**What to do**
Each record that follows is to be transcribed exactly, excluding its images.

**Collected data entries**
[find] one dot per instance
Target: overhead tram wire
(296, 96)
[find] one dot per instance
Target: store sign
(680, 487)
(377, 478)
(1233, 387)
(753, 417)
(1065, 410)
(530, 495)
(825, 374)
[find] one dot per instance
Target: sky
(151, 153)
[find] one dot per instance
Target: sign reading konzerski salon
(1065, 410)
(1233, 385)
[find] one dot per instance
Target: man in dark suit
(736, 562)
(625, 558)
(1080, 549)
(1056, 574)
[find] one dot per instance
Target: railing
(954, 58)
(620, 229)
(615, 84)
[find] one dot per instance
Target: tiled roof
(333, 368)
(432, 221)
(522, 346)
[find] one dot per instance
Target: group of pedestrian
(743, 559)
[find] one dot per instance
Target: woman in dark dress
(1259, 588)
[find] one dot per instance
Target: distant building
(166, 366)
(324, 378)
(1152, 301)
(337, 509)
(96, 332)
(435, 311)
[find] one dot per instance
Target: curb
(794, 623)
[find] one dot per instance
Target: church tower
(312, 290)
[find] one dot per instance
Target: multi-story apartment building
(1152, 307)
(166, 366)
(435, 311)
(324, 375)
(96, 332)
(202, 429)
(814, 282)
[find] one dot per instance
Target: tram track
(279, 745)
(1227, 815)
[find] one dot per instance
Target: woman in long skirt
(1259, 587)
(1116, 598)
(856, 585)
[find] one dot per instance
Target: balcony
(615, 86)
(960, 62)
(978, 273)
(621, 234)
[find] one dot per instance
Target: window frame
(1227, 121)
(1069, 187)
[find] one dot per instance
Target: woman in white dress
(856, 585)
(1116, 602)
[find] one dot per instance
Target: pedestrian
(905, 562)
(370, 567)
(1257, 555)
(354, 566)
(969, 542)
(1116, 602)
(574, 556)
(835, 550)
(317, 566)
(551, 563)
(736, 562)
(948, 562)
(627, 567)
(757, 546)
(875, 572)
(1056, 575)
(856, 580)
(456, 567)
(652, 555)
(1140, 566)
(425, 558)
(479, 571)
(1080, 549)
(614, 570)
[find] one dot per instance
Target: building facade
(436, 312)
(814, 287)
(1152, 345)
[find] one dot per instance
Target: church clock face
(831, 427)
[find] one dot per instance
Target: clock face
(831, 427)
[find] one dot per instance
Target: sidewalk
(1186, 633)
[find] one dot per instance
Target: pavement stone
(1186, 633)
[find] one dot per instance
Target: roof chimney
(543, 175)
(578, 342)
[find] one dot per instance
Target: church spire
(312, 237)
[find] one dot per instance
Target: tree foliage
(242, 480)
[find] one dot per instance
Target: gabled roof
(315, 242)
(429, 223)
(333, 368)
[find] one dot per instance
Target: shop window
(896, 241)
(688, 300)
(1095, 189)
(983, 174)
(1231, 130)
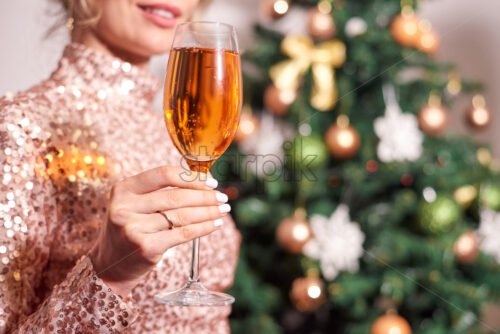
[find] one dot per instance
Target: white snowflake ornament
(337, 242)
(264, 149)
(489, 233)
(400, 137)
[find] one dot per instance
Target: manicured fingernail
(212, 183)
(224, 208)
(221, 197)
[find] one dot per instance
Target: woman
(91, 185)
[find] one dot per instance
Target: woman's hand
(135, 235)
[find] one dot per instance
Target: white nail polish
(221, 197)
(212, 183)
(224, 208)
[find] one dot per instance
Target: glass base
(194, 294)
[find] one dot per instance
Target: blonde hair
(86, 13)
(83, 12)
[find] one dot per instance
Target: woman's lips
(163, 15)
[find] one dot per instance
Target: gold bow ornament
(322, 59)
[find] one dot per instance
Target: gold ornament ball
(478, 116)
(249, 123)
(274, 8)
(278, 101)
(293, 233)
(465, 195)
(433, 119)
(428, 42)
(307, 293)
(466, 248)
(320, 23)
(342, 141)
(405, 30)
(390, 324)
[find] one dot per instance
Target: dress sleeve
(82, 303)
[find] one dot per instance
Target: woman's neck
(92, 41)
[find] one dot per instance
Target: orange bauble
(247, 127)
(390, 324)
(293, 233)
(342, 140)
(404, 29)
(478, 116)
(320, 23)
(278, 101)
(466, 248)
(307, 293)
(433, 119)
(428, 42)
(274, 8)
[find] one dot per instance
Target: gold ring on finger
(170, 224)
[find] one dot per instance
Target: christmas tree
(360, 212)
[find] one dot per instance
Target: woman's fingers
(173, 198)
(155, 222)
(165, 176)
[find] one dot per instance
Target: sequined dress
(63, 143)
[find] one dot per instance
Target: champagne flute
(202, 102)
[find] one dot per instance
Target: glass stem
(195, 262)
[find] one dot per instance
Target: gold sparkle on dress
(63, 144)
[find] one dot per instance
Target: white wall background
(468, 30)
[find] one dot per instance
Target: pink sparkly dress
(63, 144)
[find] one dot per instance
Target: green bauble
(306, 152)
(439, 216)
(490, 197)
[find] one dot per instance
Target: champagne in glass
(202, 102)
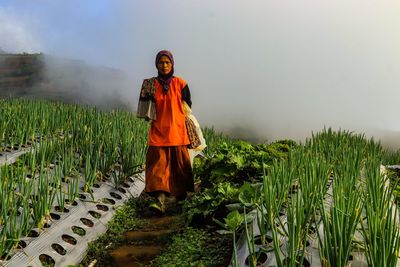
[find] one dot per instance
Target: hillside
(71, 81)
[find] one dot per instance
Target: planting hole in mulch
(90, 190)
(46, 260)
(21, 244)
(5, 257)
(102, 207)
(115, 195)
(59, 209)
(306, 263)
(55, 216)
(78, 230)
(261, 259)
(120, 189)
(59, 249)
(87, 222)
(74, 203)
(108, 201)
(258, 240)
(69, 239)
(95, 214)
(33, 233)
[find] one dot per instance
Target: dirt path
(145, 244)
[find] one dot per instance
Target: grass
(195, 247)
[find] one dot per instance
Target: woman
(168, 167)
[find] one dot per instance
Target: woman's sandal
(157, 207)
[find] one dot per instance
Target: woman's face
(164, 65)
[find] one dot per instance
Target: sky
(264, 69)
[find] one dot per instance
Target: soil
(143, 245)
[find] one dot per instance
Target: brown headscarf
(165, 80)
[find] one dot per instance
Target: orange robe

**Solution to this task**
[find] one dot per instance
Target: overhead tram wire
(296, 96)
[find] one dot per instance
Target: store sign
(680, 487)
(377, 478)
(1233, 387)
(753, 417)
(1065, 410)
(530, 495)
(825, 374)
[find] one dot per instance
Target: sky
(151, 153)
[find] one dot per instance
Target: sign reading konzerski salon
(1065, 410)
(1233, 385)
[find] one dot per instance
Target: man in dark suit
(736, 562)
(625, 558)
(1080, 549)
(1056, 574)
[find] one dot per instance
Target: railing
(954, 58)
(620, 229)
(615, 84)
[find] one dot per instance
Target: tiled roof
(333, 368)
(432, 221)
(522, 346)
[find] one dot per instance
Target: group of pedestrian
(743, 559)
[find] one dot per instance
Target: woman in dark dress
(1259, 588)
[find] one dot per instance
Target: distant building
(166, 366)
(324, 378)
(1152, 301)
(337, 509)
(96, 332)
(435, 311)
[find] one dot per instance
Target: curb
(794, 623)
[find] one dot per instance
Target: church tower
(312, 290)
[find] one dot per instance
Target: multi-story apartment building
(1152, 307)
(166, 366)
(435, 311)
(324, 375)
(96, 332)
(202, 429)
(814, 282)
[find] one dot per instance
Target: tram track
(279, 745)
(1227, 815)
[find] one dot per instance
Target: woman in long skirt
(1259, 587)
(1116, 598)
(856, 585)
[find] one dot per instance
Target: balcony
(615, 86)
(960, 62)
(978, 273)
(621, 234)
[find] one dot per instance
Target: window frame
(1227, 121)
(1069, 187)
[find] one dot per instance
Target: woman in white dress
(856, 585)
(1116, 602)
[find] one dot per instance
Target: pedestrian
(905, 562)
(370, 567)
(1257, 555)
(354, 566)
(969, 542)
(1116, 602)
(574, 556)
(835, 550)
(317, 566)
(551, 563)
(736, 562)
(948, 562)
(627, 567)
(757, 546)
(875, 572)
(1056, 575)
(856, 580)
(456, 567)
(652, 555)
(1140, 566)
(425, 558)
(479, 571)
(1080, 549)
(614, 570)
[find] one dot per instance
Target: building facade
(436, 312)
(814, 287)
(1152, 345)
[find] one dot per instance
Target: church clock face
(831, 427)
[find] one dot per instance
Target: clock face
(831, 427)
[find] one dot per instance
Target: sidewalk
(1186, 633)
[find] one dot per instance
Target: pavement stone
(1186, 633)
[find] one dot per instance
Target: roof chimney
(543, 175)
(578, 342)
[find] one dot per instance
Target: church spire
(312, 237)
[find] one dot per instance
Target: tree foliage
(242, 480)
[find] one dot per instance
Target: gabled roof
(315, 242)
(429, 223)
(333, 368)
[find] one dot per instance
Target: shop window
(896, 241)
(688, 300)
(1095, 189)
(983, 174)
(1231, 130)
[find] one dot per instance
Target: white snowflake ornament
(337, 242)
(264, 149)
(489, 233)
(400, 137)
[find] one dot per instance
Target: manicured fingernail
(212, 183)
(224, 208)
(221, 197)
[find] one dot per instance
Target: woman
(91, 185)
[find] one dot per instance
Target: woman's hand
(135, 235)
[find] one dot per instance
Target: white nail polish
(221, 197)
(212, 183)
(224, 208)
[find] one dot per instance
Target: glass base
(194, 294)
[find] one dot per instance
Target: blonde hair
(86, 13)
(83, 12)
[find] one dot per instance
Target: woman's lips
(163, 15)
[find] one dot per instance
Target: gold bow ornament
(322, 59)
[find] one dot per instance
Target: gold ornament ball
(478, 116)
(249, 123)
(274, 8)
(278, 101)
(293, 233)
(465, 195)
(433, 119)
(428, 42)
(307, 293)
(466, 248)
(320, 23)
(342, 141)
(405, 30)
(390, 324)
[find] one dot per instance
Target: dress sleeve
(82, 303)
[find] one dot per instance
Target: woman's neck
(92, 41)
[find] one dot per instance
Target: orange bauble
(247, 127)
(390, 324)
(293, 233)
(342, 140)
(404, 29)
(478, 116)
(320, 23)
(278, 101)
(466, 248)
(307, 293)
(433, 119)
(428, 42)
(274, 8)
[find] one dot per instance
Target: gold ring on finger
(170, 224)
[find] one dot per instance
Target: christmas tree
(360, 212)
[find] one dot per instance
Target: woman's fingers
(173, 198)
(155, 222)
(165, 176)
[find] one dot per instance
Target: sequined dress
(63, 143)
[find] one dot per instance
Target: champagne flute
(202, 102)
[find] one dot per instance
Target: glass stem
(195, 262)
[find] one dot per instance
Target: gold sparkle on dress
(63, 144)
[find] one dot per instance
Target: white wall background
(468, 30)
[find] one dot per instance
Target: pink sparkly dress
(63, 144)
[find] one dot per instance
Target: green bauble
(306, 152)
(439, 216)
(490, 197)
[find] one dot per instance
Target: champagne in glass
(202, 102)
[find] one dot per instance
Target: hillside
(71, 81)
[find] one dot per instance
Target: planting hole in mulch
(90, 190)
(46, 260)
(21, 244)
(5, 257)
(102, 207)
(115, 195)
(59, 209)
(306, 263)
(55, 216)
(78, 230)
(261, 259)
(120, 189)
(59, 249)
(87, 222)
(74, 203)
(108, 201)
(258, 240)
(69, 239)
(95, 214)
(33, 233)
[find] one dot per instance
Target: dirt path
(145, 244)
[find] one dot per instance
Target: grass
(195, 247)
[find] one dot per instance
Target: woman
(168, 167)
[find] one dot per instance
Target: woman's sandal
(157, 207)
[find] one dot per instance
Target: woman's face
(164, 65)
[find] one dot per instance
Target: sky
(264, 69)
[find] one dot per instance
Target: soil
(143, 245)
[find] one dot per instance
Target: brown headscarf
(165, 80)
[find] one dot per instance
Target: orange robe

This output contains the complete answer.